____ AUSGANGSTEXT

Wuppertal „Wie wichtig diese Arbeit ist, zeigt sich im persönlichen Kontakt“
Regierungspräsidentin Birgitta Radermacher hielt am Landgericht im Rahmen der Ausstellung zu Justiz und Nationalsozialismus einen Vortrag.
Da wo Recht gesprochen wird, wurde dieses zum Thema gemacht: Im Foyer des Justizzentrums wird noch bis zum 31. März die Wanderausstellung „Justiz und Nationalsozialismus“ gezeigt. In diesem Rahmen sprach Birgitta Radermacher, Regierungspräsidentin im Regierungsbezirk Düsseldorf, zum Thema „Wiedergutmachung von Naziunrecht – gestern und heute“.
Zuvor beschäftigte sich, nach einleitenden Worten von Landgerichtspräsidentin Annette Lehmberg, Prof. Wolfgang Baumann, Vorsitzender der Bergischen Juristengesellschaft, in einem Impulsreferat mit Aspekten zu Moral, Recht und Unrecht sowie deren schwieriger Abgrenzung voneinander.

________
____ DATENAUSZÜGE

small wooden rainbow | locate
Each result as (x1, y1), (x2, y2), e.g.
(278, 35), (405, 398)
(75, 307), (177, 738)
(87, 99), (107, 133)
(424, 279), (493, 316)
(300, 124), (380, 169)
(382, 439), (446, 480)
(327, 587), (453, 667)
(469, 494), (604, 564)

________

ÜBUNGSAUFGABEN »
1. Beantworte anhand des Ausgangstexts diese Fragen:
(a) Bis zu welchem Datum ist die Wanderausstellung im Foyer des Justizzentrums zu sehen?
(b) Wer sprach die einleitenden Worte?
(c) Welches Amt hat Prof. Wolfgang Baumann in der Bergischen Juristengesellschaft?
2. Führe bitte den Text über die Ausstellung „Justiz und Nationalsozialismus“ am Wuppertaler Landgericht nach seinem letzten Satz weiter.
Die Zeilen werden für die Bearbeitung nicht gebraucht.

DIE ANTWORTEN »
1.
(a) Bis zum 31. März.
(b) Landgerichtspräsidentin Annette Lehmberg.
(c) Er ist ihr Vorsitzender.

2.
Moral und Recht unterlägen unterschiedlichen Wertekategorien. Die moralischen Vorstellungen seien geprägt von sozialer und kultureller Entwicklung und Umgebung, das Recht gebe Handlungsanweisungen vor und verhindere staatliche Willkür.
Am Beispiel des Nationalsozialismus verdeutlichte er, welche Auswirkungen die Abschaffung des Rechtsstaats und die Aufhebung der Grenze zwischen Moral und Recht haben können. Politische Macht müsse nach Recht, nicht nach Moral ausgeübt werden, die Normen der Moral könnten keinen Rechtsrahmen bilden.
Er sehe die ordnende Funktion des Rechts und unabhängige Gerichte als Grundlage für unseren Rechtsstaat. Die Problematik des Rechtsbegriffs sprach er an, denn Recht werde von Menschen definiert und trage auch immer Teile des Unrechts in sich. Auch Unrechtsstaaten beriefen sich auf das Recht, nie auf das Unrecht.
Fehlende Nachweise
erschwerten die Antragstellung
Mit zwei prominenten Beispielen beendete Birgitta Radermacher ihren Vortrag. Sie zeigte aus dem Wiedergutmachungsarchiv ihrer Behörde die Karten von Albert Einstein und Konrad Adenauer als Anspruchsberechtigte. Kann man entstandenes Unrecht wiedergutmachen? Schon den Begriff „Wiedergutmachung“ definierte sie als schwierig, zitierte Theodor Heuss und Konrad Adenauer. Man tat sich nach Ende des Zweiten Weltkrieges schwer damit.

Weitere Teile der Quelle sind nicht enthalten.